[WHAT YOU ARE ASKED TO DO] Copy exactly, and only, the lines from the line containing "Find the red shopping" through the last line of the records below, both included.

[LISTED ENTRIES]
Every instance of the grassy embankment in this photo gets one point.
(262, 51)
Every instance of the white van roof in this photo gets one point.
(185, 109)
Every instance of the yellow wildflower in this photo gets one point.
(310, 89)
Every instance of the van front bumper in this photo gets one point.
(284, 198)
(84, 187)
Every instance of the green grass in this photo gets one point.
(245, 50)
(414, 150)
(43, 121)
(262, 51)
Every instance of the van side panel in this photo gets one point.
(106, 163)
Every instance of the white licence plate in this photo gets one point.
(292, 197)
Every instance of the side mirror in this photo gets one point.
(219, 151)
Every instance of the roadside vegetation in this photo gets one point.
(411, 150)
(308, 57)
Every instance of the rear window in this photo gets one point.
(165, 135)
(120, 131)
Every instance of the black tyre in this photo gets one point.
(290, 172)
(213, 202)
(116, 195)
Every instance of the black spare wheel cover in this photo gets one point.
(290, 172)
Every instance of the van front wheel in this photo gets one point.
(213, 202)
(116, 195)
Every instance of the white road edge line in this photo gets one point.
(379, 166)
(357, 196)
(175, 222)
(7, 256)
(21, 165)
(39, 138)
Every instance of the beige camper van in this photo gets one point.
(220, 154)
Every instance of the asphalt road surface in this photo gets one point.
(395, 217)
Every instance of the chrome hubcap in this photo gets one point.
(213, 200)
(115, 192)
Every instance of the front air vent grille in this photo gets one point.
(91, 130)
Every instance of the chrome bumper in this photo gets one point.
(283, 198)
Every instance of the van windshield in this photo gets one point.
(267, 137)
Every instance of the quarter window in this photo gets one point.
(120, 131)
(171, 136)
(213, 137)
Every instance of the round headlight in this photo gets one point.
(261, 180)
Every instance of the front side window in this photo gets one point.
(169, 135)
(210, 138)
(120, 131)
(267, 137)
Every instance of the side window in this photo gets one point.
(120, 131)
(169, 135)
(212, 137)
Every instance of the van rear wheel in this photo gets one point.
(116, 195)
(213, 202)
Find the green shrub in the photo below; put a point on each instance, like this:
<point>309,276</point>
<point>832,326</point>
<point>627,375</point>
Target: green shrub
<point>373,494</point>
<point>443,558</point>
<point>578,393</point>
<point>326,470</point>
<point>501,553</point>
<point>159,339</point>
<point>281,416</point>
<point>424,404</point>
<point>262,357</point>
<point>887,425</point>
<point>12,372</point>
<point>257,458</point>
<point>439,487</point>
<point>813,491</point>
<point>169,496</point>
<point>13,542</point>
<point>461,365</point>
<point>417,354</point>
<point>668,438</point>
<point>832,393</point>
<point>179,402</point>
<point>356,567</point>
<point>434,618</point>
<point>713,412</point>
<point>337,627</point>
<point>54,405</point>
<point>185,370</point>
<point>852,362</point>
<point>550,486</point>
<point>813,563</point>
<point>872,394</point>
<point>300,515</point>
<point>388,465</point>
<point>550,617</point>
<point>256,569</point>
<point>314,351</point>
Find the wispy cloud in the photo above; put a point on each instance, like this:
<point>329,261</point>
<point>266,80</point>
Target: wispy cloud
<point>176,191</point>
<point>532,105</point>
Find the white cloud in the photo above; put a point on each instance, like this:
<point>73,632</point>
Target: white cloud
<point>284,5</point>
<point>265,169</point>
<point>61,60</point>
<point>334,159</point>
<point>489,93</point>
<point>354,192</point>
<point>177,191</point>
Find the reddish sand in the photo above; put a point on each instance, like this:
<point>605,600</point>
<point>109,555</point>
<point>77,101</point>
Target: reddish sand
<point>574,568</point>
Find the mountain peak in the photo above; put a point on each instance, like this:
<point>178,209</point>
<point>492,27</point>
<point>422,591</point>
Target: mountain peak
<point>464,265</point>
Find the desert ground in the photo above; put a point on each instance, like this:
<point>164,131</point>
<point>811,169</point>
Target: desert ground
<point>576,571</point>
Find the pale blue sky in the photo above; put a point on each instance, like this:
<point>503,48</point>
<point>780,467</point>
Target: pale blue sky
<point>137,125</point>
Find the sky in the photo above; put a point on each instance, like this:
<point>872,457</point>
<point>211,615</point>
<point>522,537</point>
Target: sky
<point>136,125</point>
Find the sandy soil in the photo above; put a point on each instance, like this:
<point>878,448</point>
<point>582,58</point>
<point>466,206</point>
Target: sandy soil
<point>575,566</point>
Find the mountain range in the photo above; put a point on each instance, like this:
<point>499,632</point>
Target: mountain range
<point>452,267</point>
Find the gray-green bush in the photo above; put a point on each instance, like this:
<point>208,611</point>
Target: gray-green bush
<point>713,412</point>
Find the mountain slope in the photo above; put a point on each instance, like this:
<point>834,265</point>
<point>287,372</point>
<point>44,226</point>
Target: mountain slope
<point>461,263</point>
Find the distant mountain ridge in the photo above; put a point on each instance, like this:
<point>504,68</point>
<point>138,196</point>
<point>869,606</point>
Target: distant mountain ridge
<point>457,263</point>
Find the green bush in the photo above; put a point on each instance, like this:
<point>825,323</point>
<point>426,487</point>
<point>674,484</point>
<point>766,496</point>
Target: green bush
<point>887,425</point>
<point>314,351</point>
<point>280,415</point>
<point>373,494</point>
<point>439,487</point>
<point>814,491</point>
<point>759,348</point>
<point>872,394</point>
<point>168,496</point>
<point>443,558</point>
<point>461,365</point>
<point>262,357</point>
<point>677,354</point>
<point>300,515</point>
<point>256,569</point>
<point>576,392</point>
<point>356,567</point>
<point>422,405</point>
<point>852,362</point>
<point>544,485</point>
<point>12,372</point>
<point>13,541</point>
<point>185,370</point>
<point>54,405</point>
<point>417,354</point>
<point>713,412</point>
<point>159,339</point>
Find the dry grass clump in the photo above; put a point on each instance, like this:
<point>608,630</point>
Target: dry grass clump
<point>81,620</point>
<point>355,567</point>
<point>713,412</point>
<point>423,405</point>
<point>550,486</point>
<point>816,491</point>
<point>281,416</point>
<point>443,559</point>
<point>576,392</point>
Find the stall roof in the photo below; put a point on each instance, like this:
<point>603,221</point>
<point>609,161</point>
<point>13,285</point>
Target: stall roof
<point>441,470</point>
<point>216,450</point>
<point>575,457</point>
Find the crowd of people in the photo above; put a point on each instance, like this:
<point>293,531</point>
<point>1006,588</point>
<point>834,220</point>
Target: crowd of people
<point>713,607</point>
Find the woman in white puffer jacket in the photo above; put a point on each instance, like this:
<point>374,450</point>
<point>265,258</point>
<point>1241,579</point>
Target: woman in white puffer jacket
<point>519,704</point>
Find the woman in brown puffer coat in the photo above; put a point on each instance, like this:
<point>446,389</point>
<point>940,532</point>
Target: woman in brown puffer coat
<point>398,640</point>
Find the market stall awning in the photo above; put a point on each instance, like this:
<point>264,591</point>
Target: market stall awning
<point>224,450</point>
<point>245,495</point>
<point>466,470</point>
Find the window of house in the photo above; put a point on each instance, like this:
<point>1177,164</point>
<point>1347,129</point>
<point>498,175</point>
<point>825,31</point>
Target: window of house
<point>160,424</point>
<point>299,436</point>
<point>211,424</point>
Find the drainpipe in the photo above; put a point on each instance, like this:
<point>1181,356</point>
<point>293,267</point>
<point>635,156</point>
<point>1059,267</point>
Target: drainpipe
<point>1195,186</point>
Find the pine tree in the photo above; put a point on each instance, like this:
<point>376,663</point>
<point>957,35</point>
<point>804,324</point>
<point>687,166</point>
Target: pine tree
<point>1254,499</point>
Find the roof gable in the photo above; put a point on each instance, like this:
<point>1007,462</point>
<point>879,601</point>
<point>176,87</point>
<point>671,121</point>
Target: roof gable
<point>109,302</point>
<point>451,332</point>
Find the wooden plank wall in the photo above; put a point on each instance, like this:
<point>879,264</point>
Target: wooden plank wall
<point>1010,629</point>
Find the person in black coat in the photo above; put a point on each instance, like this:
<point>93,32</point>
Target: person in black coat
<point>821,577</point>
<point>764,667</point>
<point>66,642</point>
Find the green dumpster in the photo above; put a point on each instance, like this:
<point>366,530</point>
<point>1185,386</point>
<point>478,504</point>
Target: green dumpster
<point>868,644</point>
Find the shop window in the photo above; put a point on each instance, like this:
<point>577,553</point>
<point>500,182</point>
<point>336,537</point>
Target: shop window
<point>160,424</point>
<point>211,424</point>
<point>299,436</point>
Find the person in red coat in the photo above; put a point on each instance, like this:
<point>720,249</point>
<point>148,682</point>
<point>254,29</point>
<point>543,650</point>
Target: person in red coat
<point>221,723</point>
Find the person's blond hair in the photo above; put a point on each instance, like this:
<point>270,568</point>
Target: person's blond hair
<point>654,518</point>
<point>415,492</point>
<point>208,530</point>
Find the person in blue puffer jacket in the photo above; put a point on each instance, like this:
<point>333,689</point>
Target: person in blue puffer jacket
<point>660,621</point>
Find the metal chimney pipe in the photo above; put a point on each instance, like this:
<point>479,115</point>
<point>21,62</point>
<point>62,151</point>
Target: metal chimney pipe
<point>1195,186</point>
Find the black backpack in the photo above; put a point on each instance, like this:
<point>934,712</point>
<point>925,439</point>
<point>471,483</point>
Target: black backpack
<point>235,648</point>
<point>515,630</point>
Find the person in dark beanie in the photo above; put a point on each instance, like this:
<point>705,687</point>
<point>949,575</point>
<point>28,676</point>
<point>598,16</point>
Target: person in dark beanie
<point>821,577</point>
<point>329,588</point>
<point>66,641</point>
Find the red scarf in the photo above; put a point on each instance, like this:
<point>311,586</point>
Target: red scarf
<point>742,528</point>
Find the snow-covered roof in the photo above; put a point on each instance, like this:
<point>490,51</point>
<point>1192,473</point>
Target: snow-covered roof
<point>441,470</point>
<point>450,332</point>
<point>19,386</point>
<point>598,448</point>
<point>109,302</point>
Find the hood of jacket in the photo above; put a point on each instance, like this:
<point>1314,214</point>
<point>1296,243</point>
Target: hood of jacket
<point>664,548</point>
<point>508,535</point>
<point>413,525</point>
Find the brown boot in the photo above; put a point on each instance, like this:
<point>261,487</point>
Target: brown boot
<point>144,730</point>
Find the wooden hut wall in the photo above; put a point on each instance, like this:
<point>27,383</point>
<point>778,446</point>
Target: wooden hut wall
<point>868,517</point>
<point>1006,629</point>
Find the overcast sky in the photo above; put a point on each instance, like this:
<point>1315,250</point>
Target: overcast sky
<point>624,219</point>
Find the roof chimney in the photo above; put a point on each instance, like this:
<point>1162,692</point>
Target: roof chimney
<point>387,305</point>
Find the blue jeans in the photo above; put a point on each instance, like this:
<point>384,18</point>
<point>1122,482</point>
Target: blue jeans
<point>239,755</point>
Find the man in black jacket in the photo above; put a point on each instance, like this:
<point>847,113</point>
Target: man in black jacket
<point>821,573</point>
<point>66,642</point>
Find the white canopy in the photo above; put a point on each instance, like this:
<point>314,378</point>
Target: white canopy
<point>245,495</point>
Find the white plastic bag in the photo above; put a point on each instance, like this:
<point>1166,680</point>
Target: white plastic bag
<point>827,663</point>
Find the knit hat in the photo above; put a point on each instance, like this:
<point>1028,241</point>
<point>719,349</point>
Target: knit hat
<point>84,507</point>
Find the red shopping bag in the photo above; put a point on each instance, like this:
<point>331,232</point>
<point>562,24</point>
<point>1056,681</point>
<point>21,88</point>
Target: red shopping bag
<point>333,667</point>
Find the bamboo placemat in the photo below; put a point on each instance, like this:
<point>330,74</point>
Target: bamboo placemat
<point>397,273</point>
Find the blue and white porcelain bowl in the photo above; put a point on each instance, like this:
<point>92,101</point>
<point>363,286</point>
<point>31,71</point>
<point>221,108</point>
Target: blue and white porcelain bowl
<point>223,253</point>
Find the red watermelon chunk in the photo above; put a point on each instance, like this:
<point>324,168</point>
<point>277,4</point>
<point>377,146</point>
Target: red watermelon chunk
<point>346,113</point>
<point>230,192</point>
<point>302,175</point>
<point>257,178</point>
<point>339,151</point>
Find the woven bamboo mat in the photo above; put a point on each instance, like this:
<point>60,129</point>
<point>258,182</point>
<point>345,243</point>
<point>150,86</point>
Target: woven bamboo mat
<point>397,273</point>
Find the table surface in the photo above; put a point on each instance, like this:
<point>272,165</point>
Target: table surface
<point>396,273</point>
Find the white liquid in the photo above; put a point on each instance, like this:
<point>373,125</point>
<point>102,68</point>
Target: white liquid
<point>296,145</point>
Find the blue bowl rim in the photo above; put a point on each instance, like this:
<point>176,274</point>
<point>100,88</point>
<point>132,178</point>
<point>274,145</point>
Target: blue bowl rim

[RESULT]
Find the red shopping bag in the photo above; put a point on each instance, like this:
<point>331,232</point>
<point>562,24</point>
<point>1056,681</point>
<point>21,88</point>
Target: red shopping bag
<point>333,667</point>
Find the bamboo placemat in the photo below; put a point on each instance, like this:
<point>330,74</point>
Target: bamboo placemat
<point>397,273</point>
Find the blue and white porcelain bowl in the photo above; put a point on each instance, like this:
<point>92,101</point>
<point>363,286</point>
<point>31,71</point>
<point>221,108</point>
Target: blue and white porcelain bowl
<point>223,253</point>
Find the red watermelon chunk in the photo above; put a point on each instance, like this:
<point>324,168</point>
<point>277,4</point>
<point>377,146</point>
Target: red watermelon chunk
<point>346,113</point>
<point>230,192</point>
<point>302,175</point>
<point>257,178</point>
<point>339,151</point>
Find the woven bamboo mat in the photo above; put a point on each instance, like this:
<point>60,129</point>
<point>258,182</point>
<point>345,243</point>
<point>150,86</point>
Target: woven bamboo mat
<point>397,273</point>
Find the table surface in the photo above; put a point on each instance, like this:
<point>272,165</point>
Target: table surface
<point>396,273</point>
Find the white liquid in the photo above; put a point on each instance, like this:
<point>373,125</point>
<point>102,68</point>
Target: white liquid
<point>296,145</point>
Find the blue bowl rim in the photo above; put a point on each instance, like this:
<point>176,274</point>
<point>100,88</point>
<point>132,178</point>
<point>274,145</point>
Target: blue bowl rim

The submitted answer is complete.